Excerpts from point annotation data
↓↓↓

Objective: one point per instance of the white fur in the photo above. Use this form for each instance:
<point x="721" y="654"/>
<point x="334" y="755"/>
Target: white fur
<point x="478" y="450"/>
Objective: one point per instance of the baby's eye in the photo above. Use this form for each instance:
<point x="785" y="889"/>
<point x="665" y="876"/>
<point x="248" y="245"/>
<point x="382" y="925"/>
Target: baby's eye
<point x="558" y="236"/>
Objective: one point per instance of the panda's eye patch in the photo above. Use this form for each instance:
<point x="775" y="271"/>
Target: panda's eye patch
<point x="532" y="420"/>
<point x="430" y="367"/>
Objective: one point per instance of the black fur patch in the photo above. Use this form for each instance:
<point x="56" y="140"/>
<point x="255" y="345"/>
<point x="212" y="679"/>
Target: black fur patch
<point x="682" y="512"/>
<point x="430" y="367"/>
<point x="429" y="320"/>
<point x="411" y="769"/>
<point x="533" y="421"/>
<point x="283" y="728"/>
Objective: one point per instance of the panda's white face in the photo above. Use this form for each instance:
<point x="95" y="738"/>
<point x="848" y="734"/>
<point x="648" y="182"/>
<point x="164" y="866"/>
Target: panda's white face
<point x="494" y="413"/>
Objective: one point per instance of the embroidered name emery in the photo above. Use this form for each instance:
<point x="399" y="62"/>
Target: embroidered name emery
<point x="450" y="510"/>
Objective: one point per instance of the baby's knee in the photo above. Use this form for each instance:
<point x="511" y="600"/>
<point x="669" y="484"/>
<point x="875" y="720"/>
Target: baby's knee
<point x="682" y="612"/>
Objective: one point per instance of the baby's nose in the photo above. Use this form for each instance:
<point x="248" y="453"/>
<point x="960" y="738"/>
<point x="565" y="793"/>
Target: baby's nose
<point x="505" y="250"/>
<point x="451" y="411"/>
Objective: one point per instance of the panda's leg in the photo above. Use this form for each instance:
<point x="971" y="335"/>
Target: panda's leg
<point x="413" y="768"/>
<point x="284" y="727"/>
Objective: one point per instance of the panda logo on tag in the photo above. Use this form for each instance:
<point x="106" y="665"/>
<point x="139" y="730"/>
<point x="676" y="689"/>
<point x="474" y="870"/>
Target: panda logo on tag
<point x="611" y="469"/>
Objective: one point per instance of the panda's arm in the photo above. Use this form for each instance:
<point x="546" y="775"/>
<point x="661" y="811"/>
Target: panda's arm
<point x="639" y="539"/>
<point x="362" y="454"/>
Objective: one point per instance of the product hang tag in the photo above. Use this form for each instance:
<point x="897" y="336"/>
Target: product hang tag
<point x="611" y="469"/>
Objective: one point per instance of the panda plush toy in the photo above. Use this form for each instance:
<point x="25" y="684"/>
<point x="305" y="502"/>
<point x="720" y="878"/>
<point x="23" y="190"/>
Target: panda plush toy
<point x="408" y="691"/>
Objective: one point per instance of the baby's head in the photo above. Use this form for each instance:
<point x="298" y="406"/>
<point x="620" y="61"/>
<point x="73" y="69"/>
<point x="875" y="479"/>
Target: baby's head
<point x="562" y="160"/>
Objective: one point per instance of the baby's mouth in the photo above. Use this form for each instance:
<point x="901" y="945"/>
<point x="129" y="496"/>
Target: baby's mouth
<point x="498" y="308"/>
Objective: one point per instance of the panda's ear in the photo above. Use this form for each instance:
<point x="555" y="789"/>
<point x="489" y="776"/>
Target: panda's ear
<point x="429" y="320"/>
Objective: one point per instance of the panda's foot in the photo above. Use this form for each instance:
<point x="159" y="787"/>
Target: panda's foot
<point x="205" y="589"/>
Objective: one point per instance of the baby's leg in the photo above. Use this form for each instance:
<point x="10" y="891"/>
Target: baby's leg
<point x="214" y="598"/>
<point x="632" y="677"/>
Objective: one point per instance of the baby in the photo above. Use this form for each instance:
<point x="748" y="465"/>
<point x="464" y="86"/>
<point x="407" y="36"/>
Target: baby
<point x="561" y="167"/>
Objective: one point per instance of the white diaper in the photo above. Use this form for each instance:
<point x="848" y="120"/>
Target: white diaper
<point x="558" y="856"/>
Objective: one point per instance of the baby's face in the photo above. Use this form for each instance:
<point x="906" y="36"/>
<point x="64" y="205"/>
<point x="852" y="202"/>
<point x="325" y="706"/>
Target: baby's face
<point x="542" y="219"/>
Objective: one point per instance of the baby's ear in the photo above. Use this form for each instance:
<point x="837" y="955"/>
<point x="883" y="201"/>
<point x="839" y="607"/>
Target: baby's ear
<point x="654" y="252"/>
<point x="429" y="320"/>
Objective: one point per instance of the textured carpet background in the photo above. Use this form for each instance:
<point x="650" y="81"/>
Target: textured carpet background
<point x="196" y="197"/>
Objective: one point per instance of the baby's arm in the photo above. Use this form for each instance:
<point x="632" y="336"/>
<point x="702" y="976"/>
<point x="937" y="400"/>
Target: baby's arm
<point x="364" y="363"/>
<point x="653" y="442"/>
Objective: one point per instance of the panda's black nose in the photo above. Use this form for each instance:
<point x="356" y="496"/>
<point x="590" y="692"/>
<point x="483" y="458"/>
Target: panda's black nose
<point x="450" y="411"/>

↑↑↑

DIRECTION
Starting with the line containing "Objective: one point per instance of the baby's ear" and going on through the end of the records, write those lines out again with every "Target" switched to "Label" and everything else left unchanged.

REPLY TO THE EXERCISE
Objective: one point per instance of the baby's ear in the photo above. Use this form for each instance:
<point x="837" y="955"/>
<point x="883" y="201"/>
<point x="839" y="607"/>
Label: baby's ear
<point x="654" y="252"/>
<point x="429" y="320"/>
Objective: one point per instance of the textured carpet background in the photo above. Use this form for each instance:
<point x="650" y="81"/>
Label: textured carpet background
<point x="196" y="197"/>
Objective: one point per instance of the baby's arm in the photo above. Use this form for each instance:
<point x="632" y="336"/>
<point x="702" y="976"/>
<point x="937" y="400"/>
Label: baby's arm
<point x="364" y="363"/>
<point x="653" y="442"/>
Objective: one point per instance of the panda's black nose in the photo above. Use this form for each instance:
<point x="356" y="496"/>
<point x="590" y="692"/>
<point x="483" y="458"/>
Label: panda's black nose
<point x="450" y="411"/>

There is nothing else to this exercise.